Required work
Look through the data below for the line with "Where can the carport", and transcribe it exactly together with each line after it up to and including the line with "Where can the concrete". Give nothing else.

::::

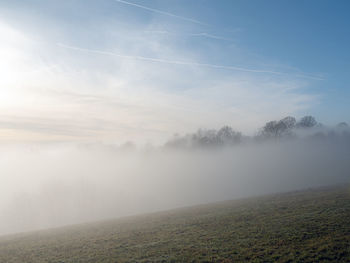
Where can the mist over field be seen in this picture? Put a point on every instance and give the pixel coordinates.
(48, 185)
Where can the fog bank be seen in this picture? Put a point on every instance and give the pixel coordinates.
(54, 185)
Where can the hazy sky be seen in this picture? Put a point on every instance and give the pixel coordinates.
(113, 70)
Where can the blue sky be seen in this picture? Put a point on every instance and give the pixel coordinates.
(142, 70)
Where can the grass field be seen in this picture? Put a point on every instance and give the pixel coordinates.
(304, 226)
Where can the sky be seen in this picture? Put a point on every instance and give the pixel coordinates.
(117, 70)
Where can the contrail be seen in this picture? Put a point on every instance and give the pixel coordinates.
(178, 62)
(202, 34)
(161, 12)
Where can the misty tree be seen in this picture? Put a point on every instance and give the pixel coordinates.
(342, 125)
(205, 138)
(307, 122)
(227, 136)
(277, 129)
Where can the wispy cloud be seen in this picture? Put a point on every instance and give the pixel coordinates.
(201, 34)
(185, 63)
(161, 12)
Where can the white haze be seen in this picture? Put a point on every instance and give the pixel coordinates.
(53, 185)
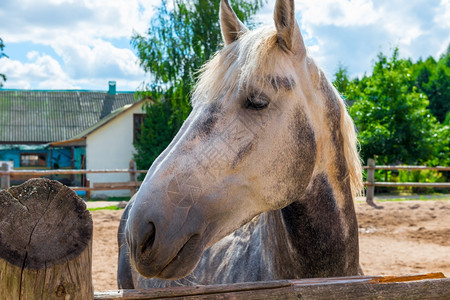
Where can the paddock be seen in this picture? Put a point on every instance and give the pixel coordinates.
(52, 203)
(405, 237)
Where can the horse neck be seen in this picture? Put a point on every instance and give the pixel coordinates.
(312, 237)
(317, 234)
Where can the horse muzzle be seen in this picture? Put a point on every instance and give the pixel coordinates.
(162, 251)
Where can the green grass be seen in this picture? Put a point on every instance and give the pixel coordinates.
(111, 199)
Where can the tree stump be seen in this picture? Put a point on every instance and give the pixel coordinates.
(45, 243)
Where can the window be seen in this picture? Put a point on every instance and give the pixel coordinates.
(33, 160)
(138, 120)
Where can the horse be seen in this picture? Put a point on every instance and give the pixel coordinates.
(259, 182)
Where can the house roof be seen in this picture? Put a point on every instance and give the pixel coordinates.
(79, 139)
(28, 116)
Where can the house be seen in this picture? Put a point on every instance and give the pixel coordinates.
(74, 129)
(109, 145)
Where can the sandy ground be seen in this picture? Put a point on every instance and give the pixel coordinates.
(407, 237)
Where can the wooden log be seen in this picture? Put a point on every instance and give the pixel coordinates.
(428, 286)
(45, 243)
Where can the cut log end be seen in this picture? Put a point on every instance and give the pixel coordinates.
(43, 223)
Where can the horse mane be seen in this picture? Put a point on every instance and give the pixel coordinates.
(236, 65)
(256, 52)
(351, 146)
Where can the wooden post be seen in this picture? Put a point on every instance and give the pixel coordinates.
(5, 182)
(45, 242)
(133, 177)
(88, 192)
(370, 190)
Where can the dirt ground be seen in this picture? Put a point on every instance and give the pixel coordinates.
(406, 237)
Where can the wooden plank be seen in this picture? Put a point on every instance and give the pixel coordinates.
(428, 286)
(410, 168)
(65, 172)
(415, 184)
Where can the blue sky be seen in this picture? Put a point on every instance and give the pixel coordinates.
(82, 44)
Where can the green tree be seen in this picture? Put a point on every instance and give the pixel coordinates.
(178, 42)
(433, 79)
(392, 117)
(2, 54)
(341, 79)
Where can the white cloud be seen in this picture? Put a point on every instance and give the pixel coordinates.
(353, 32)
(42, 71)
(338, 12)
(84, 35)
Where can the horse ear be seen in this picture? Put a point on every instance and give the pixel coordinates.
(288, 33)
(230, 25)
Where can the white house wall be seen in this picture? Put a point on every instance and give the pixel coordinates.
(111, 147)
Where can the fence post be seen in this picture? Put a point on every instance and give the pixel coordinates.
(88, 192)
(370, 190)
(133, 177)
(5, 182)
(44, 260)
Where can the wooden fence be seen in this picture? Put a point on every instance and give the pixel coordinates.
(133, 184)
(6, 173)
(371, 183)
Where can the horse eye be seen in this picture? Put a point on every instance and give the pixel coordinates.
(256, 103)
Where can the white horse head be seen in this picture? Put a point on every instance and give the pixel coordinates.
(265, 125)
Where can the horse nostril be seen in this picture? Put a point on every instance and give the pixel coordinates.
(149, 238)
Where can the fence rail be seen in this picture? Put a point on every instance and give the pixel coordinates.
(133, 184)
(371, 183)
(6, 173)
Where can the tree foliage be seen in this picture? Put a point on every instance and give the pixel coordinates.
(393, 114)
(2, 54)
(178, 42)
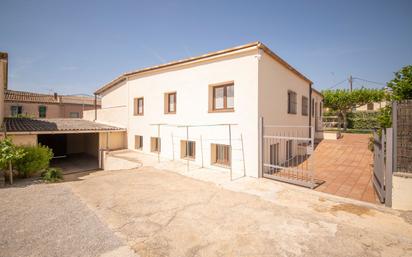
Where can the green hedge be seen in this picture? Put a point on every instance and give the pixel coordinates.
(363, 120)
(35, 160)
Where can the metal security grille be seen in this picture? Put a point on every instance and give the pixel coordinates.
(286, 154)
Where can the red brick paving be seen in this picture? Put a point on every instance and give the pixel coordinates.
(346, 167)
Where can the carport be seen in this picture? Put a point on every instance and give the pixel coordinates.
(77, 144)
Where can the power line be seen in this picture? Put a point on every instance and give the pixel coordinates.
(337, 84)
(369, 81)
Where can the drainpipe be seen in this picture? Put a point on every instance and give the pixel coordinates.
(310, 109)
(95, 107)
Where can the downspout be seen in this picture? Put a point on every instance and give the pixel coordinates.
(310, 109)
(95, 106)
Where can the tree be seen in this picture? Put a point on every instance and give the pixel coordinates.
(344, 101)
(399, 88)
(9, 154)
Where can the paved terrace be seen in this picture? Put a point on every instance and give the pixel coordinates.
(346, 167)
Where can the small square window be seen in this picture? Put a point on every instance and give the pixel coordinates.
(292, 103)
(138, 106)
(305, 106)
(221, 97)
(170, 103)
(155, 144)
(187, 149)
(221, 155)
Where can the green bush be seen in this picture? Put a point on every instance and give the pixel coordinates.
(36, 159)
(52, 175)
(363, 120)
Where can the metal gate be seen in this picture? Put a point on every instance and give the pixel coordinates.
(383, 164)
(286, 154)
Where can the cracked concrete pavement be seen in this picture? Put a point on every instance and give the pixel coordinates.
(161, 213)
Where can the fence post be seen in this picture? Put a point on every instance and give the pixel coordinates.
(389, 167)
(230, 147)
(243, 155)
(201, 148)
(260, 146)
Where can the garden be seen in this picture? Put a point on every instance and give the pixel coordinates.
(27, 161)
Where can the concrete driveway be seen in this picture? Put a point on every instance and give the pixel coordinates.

::::

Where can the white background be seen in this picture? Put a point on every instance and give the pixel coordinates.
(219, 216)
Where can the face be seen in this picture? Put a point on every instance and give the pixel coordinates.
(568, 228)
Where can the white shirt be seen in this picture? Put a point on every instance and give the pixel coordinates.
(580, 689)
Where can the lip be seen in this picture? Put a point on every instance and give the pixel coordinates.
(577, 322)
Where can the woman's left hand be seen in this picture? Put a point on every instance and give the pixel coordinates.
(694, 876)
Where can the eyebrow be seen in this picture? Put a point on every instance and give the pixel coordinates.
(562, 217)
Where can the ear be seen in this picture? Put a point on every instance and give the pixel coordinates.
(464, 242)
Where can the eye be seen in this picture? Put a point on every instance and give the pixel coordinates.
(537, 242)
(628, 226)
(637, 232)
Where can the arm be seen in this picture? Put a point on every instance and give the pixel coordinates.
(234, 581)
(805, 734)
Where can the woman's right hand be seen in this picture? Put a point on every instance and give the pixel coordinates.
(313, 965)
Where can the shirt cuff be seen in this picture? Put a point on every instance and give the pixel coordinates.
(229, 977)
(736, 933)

::::

Task answer
Where can the carport be seen in this picture? Put a point on every instance and give the pixel coordinates.
(77, 144)
Where can the power line be seen in this picture? Put a point on every instance and give the pixel coordinates.
(337, 84)
(369, 81)
Where can the drainpipe be seen in this picture? Put a point on every instance and give the pixel coordinates.
(310, 109)
(95, 107)
Where can the downspout be seen in this picture? Put a point on every instance and give the pixel coordinates.
(310, 109)
(95, 106)
Where can the tree be seen in this picture? Put a point on every instance and give the pixel coordinates.
(344, 101)
(399, 88)
(9, 154)
Where can the paved terrace be seen in this picture? Put a point on every instance and give the pixel coordinates.
(346, 167)
Where can the small square window be seen in this picture? Put a point on every instance and give the pixel coordinates.
(292, 103)
(138, 106)
(305, 106)
(221, 97)
(170, 103)
(155, 144)
(187, 149)
(221, 155)
Where can the green bush be seen in this picture? Put a point on every instance and give the pixel coordinates.
(36, 159)
(52, 175)
(363, 120)
Where can the metal gate be seen in this picture? Put a point on every instance and give the pixel coordinates.
(383, 164)
(286, 154)
Where can the cracked concrete pavement be seen in this picture? Put a point on every instance and give the pixel coordinates.
(161, 213)
Where can the fence post be seen in this picture? Put a point on every instance and give the pixel coordinates.
(389, 167)
(230, 147)
(243, 155)
(201, 148)
(260, 146)
Where can the garden be seen in this picture? Put a point on every instance and give the pixel coordinates.
(27, 161)
Where can the concrete driveway be seen in this picture? Put a point on every instance and give the pixel coordinates.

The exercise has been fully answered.